> [Исходный отрывок]:
<<<<

Булат Окуджава. Фото: ТАСС/Владимир Савостьянов
Конечно, новых поэтов активно пытались критиковать. Например, Игорь Кобзев пишет странное и довольно мерзкое стихотворение «Комсомольским активистам», где есть такие строчки:
Им служат оружьем трясучие джазы
И разный заморский абстрактный бред.
У них, говорят, появился даже
Собственный свой популярный поэт….
Никита Хрущев лично набросится на Вознесенского в 1963 году, под самый конец своего правления, на встрече с интеллигенцией в Кремле. Но, к чести Вознесенского, эти нападки поэта не сломили, и он с честью выдержал любые испытания.
Но вернемся к литературе. Оттепель – это время толстых журналов: выход книги из печати всегда предварялся ее публикацией в журнале, и главными рупорами новой культуры стали «Юность», где главным редактором был Валентин Катаев, и «Новый мир» во главе с Александром Твардовском.
Катаев делал ставку на молодых – тех, кто не желает принимать никакую фальшь и не желает лакировать описание жизни: «Юность» дает дорогу Василию Аксенову и Анатолию Гладилину, публикует Вознесенского и Рождественского и становится одним из самых популярных журналов у молодежи.

>>>>

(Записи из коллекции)
<<<<

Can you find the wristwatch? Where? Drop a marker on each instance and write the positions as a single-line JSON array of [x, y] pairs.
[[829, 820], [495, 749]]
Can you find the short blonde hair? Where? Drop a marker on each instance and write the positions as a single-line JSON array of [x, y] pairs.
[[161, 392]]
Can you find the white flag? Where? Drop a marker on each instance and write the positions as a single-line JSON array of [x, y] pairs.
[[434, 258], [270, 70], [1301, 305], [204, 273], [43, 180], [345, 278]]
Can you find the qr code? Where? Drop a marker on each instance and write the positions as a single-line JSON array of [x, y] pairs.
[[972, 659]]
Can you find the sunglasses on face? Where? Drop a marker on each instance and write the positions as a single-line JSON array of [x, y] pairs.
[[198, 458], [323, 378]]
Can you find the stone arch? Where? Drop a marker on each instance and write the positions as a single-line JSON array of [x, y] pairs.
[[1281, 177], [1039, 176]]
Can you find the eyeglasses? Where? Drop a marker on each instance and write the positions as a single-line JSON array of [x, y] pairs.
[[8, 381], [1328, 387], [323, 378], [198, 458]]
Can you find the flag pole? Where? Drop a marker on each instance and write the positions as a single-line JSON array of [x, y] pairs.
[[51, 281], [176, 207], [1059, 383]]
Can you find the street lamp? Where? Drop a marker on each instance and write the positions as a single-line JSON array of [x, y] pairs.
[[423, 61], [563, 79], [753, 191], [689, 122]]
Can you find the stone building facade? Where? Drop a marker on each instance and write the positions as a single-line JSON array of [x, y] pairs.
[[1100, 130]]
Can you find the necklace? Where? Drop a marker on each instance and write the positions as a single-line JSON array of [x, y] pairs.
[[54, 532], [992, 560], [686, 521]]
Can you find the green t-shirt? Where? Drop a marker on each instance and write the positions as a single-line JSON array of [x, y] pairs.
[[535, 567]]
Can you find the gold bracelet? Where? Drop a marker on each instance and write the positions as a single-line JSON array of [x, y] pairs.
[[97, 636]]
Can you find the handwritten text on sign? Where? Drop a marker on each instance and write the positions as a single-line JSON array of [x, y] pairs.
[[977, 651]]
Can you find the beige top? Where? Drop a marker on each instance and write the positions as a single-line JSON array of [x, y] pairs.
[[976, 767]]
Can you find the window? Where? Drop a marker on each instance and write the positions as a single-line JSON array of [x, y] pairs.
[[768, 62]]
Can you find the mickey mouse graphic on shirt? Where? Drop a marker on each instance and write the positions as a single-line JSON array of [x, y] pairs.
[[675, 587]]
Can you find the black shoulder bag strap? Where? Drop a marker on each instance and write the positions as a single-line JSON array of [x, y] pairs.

>>>>

> [Что сделать]:
- 1) Перепишите часть отрывка об оттепели от слов «Но вернемся к» до слов «журналов у молодежи.», заменив «журналов» на «изданий».
- 2) Ответьте по отрывку об оттепели на следующие вопросы.
(а) Как называется стихотворение Игоря Кобзева?
(б) В каком году Никита Хрущев набросился на Вознесенского?
(в) Кто стоял во главе «Нового мира»?
- 3) Перечислите всех авторов, которым, согласно отрывку об оттепели, «Юность» дает дорогу или которых она публикует.

> [Ответы]:
- 1)
Но вернемся к литературе. Оттепель – это время толстых изданий: выход книги из печати всегда предварялся ее публикацией в журнале, и главными рупорами новой культуры стали «Юность», где главным редактором был Валентин Катаев, и «Новый мир» во главе с Александром Твардовском.
Катаев делал ставку на молодых – тех, кто не желает принимать никакую фальшь и не желает лакировать описание жизни: «Юность» дает дорогу Василию Аксенову и Анатолию Гладилину, публикует Вознесенского и Рождественского и становится одним из самых популярных изданий у молодежи.

- 2)
(а) «Комсомольским активистам».
(б) В 1963 году.
(в) Александр Твардовский.

- 3) Василий Аксенов, Анатолий Гладилин, Вознесенский, Рождественский.